[Opening Data provided section]

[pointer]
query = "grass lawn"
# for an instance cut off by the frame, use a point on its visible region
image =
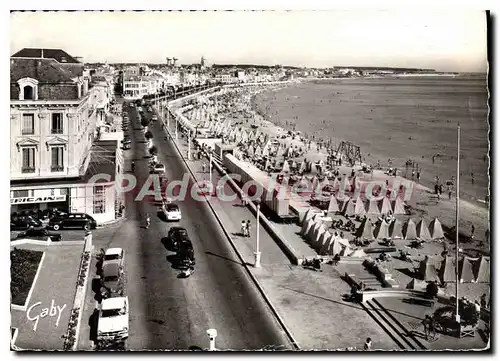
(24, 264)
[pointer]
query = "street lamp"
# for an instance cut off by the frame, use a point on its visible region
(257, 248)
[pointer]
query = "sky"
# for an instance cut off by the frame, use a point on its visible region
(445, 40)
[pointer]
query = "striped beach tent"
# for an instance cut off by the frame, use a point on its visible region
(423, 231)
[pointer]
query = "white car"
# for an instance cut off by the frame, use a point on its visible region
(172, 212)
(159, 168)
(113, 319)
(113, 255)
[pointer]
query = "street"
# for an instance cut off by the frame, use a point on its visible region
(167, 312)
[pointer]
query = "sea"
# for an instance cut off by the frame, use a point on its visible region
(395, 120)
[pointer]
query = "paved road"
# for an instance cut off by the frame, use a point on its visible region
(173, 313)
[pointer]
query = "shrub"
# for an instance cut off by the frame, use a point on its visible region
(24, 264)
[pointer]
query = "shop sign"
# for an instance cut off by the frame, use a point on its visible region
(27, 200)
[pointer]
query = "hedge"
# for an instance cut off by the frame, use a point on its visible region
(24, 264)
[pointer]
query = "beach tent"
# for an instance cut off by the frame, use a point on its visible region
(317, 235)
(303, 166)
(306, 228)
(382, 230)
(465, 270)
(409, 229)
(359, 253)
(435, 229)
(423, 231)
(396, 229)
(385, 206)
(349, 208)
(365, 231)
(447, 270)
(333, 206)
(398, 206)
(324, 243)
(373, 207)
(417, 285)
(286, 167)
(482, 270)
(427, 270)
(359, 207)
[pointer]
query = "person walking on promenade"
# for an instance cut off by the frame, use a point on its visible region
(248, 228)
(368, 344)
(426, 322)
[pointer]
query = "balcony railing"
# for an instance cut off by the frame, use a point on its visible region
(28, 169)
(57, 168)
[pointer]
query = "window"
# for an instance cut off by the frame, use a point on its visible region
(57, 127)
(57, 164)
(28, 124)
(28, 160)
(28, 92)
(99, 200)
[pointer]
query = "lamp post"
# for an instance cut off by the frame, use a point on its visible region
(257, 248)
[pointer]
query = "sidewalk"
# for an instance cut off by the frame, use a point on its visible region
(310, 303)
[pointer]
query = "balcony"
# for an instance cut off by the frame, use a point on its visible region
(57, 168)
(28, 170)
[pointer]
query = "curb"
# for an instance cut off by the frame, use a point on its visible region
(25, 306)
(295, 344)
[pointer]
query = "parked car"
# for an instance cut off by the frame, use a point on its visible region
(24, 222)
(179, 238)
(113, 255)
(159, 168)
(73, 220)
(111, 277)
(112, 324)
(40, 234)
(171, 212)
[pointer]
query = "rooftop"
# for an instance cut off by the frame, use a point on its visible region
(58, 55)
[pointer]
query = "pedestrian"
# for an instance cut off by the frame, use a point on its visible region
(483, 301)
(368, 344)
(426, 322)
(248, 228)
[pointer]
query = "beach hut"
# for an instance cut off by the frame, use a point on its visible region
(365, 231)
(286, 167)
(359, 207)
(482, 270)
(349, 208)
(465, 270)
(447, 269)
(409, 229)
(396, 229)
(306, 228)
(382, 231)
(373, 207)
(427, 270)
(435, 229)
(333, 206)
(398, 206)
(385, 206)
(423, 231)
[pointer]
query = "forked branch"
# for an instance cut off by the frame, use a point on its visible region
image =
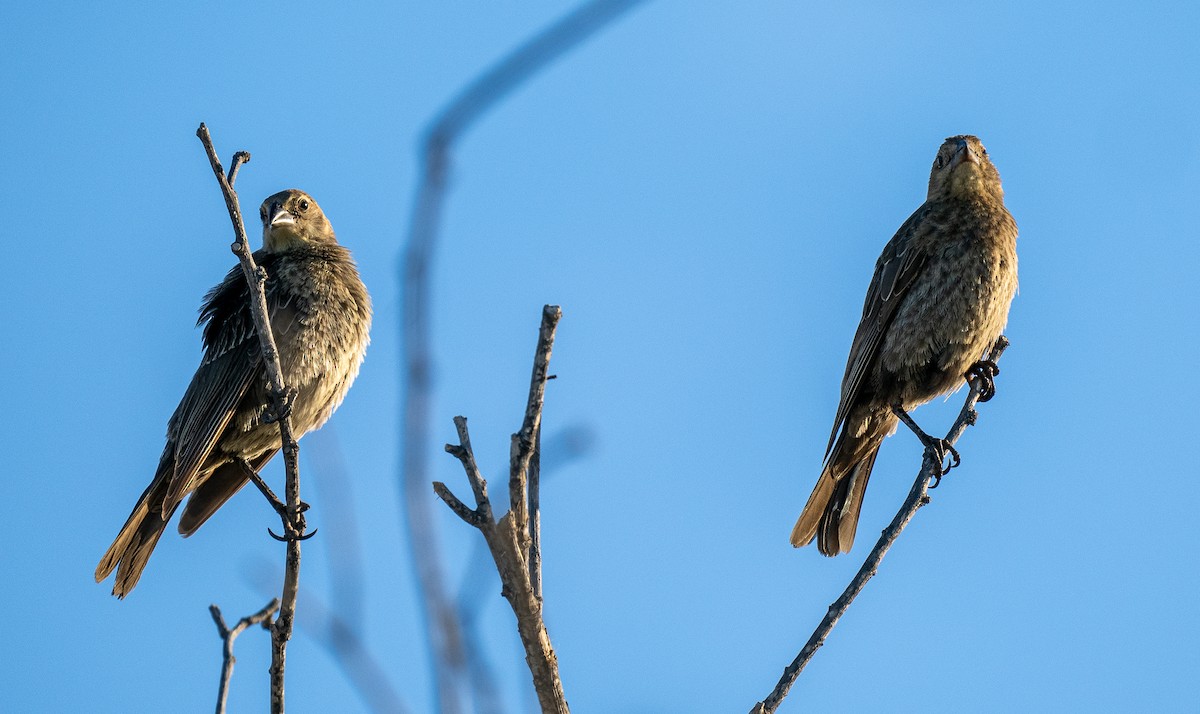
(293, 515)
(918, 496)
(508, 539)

[Closing Data provided section]
[Opening Data provided section]

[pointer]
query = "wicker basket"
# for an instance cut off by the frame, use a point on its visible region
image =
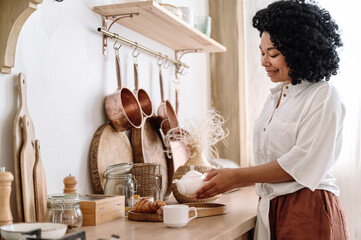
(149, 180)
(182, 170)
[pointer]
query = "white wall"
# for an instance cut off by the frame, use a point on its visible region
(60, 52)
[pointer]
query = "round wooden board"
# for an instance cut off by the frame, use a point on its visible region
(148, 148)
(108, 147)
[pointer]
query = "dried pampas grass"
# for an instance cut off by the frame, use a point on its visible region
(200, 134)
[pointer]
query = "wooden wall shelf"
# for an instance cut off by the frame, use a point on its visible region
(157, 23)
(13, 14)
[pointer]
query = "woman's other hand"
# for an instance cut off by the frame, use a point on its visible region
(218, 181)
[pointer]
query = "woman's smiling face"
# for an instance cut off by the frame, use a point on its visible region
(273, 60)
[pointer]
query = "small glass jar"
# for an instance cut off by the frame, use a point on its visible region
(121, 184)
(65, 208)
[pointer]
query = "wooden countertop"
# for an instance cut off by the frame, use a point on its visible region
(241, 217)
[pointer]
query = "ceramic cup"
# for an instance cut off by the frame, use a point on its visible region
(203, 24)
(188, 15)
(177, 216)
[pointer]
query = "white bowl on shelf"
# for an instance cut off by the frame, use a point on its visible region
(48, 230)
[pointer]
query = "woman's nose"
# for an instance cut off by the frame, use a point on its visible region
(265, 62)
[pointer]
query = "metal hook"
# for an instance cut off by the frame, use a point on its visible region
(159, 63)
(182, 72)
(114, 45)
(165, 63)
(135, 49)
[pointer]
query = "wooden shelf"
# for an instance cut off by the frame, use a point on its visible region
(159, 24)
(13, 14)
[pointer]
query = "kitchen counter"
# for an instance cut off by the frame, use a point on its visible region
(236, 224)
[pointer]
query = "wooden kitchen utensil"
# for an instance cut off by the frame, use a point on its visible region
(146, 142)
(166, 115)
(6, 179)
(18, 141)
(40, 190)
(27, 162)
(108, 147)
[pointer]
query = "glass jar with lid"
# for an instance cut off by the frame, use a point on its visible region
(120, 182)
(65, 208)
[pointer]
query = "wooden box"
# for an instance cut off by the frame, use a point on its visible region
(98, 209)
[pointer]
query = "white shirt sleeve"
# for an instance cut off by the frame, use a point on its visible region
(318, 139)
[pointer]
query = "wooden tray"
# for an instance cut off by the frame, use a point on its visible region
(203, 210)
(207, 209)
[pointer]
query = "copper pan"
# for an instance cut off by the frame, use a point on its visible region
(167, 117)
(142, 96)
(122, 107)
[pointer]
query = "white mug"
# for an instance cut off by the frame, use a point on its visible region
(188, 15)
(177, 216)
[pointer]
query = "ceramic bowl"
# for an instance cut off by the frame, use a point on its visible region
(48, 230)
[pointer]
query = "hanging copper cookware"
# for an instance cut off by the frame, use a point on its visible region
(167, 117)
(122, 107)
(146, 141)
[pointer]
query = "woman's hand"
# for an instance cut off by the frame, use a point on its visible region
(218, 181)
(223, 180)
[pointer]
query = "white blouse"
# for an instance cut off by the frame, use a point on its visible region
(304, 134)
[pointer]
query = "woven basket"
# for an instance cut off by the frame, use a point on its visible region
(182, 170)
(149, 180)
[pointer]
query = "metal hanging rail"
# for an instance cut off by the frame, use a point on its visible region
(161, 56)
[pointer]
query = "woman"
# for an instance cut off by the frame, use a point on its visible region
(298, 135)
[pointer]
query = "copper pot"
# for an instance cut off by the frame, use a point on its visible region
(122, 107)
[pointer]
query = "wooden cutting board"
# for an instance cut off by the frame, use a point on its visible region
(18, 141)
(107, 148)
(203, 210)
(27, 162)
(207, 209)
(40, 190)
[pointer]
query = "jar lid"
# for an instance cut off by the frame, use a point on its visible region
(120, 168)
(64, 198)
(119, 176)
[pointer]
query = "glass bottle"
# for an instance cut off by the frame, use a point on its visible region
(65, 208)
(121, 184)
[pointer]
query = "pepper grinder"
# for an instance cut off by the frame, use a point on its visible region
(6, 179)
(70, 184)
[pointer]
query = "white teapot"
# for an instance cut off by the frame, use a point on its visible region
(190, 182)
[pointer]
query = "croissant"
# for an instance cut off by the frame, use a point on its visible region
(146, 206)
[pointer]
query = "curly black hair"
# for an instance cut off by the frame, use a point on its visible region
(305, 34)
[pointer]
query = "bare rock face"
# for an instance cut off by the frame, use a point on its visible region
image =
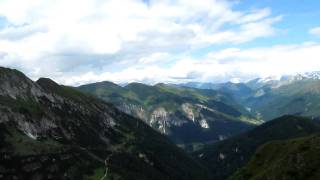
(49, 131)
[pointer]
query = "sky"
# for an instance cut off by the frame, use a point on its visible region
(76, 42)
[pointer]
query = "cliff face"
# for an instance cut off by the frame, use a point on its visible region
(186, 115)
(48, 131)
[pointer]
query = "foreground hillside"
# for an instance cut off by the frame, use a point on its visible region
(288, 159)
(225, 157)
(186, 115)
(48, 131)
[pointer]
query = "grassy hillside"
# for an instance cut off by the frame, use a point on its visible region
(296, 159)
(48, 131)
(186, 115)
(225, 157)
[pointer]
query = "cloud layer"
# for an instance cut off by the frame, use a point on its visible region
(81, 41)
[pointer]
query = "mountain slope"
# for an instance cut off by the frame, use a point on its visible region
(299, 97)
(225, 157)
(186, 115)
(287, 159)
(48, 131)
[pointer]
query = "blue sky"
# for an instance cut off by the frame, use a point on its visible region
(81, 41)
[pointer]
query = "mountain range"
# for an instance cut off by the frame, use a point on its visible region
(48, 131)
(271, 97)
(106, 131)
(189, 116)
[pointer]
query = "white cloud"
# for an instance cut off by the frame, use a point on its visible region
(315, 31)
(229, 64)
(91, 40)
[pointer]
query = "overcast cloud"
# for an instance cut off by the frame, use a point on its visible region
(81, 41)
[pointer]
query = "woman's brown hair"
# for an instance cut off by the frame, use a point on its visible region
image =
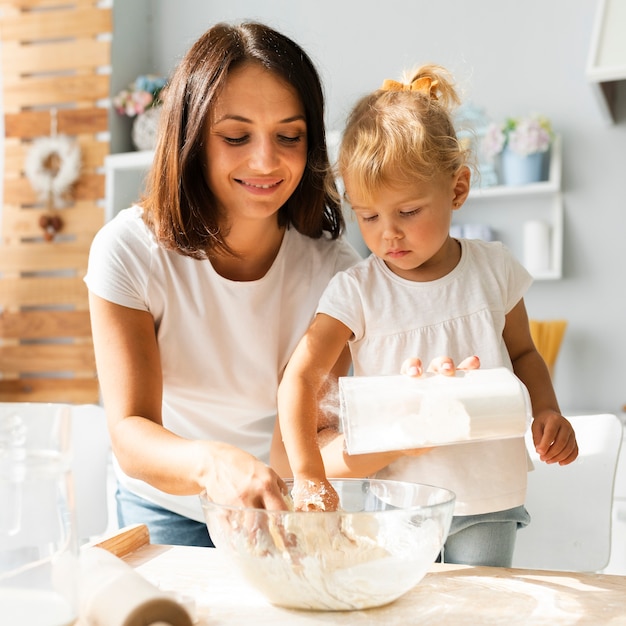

[Closing Data provided section]
[Opening Data provided section]

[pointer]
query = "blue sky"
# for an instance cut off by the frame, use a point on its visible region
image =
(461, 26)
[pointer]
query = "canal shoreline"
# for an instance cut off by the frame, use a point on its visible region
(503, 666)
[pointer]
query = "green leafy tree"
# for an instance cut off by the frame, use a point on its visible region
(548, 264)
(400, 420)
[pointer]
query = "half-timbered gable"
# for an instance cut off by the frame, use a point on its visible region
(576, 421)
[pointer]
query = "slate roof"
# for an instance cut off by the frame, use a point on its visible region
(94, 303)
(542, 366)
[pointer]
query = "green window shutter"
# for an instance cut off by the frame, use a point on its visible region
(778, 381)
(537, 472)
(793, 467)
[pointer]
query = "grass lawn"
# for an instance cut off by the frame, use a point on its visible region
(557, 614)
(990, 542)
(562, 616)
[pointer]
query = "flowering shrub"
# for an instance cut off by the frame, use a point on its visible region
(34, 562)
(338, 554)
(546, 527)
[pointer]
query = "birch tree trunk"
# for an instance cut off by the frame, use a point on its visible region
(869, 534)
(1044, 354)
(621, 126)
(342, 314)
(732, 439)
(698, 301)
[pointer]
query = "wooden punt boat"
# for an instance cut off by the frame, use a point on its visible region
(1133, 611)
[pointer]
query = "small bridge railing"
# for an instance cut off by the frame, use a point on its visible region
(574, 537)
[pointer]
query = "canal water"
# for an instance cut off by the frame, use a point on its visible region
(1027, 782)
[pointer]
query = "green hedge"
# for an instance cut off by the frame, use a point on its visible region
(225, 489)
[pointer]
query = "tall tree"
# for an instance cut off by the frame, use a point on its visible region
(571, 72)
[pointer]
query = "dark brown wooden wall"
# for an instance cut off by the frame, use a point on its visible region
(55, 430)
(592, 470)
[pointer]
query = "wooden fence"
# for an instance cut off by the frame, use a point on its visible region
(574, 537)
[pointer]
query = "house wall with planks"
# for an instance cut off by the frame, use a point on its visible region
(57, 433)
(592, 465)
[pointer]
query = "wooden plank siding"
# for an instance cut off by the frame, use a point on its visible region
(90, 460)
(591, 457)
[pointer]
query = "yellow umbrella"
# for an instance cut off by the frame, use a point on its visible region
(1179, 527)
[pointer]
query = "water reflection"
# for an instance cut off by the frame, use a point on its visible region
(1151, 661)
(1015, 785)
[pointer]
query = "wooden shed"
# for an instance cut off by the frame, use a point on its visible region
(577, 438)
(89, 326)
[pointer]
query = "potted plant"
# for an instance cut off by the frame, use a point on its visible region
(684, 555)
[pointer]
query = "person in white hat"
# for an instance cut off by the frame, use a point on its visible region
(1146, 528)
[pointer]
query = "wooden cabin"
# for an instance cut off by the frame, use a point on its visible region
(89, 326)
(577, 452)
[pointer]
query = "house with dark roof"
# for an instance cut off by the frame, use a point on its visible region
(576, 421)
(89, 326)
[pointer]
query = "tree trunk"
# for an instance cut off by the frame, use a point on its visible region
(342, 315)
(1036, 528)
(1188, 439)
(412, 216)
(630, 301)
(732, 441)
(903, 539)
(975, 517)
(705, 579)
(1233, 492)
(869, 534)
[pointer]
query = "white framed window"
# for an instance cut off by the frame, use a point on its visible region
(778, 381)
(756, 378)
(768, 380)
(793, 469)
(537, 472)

[Closing Data provided section]

◆ Your task:
Scan the data above and copy each line containing the word "brown".

◆ Solution to the problem:
query = "woman's brown hair"
query = "dark brown wooden wall"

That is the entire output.